Collection entries:
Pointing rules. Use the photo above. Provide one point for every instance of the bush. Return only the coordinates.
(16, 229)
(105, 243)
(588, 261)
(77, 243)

**WHAT THE TASK REQUIRES**
Return all of the lines above exactly, with none omitted.

**OUTPUT**
Pointing rules. Use the photo above. Provide one point for every instance of the bush. Return only the coordinates.
(16, 229)
(105, 243)
(588, 261)
(77, 243)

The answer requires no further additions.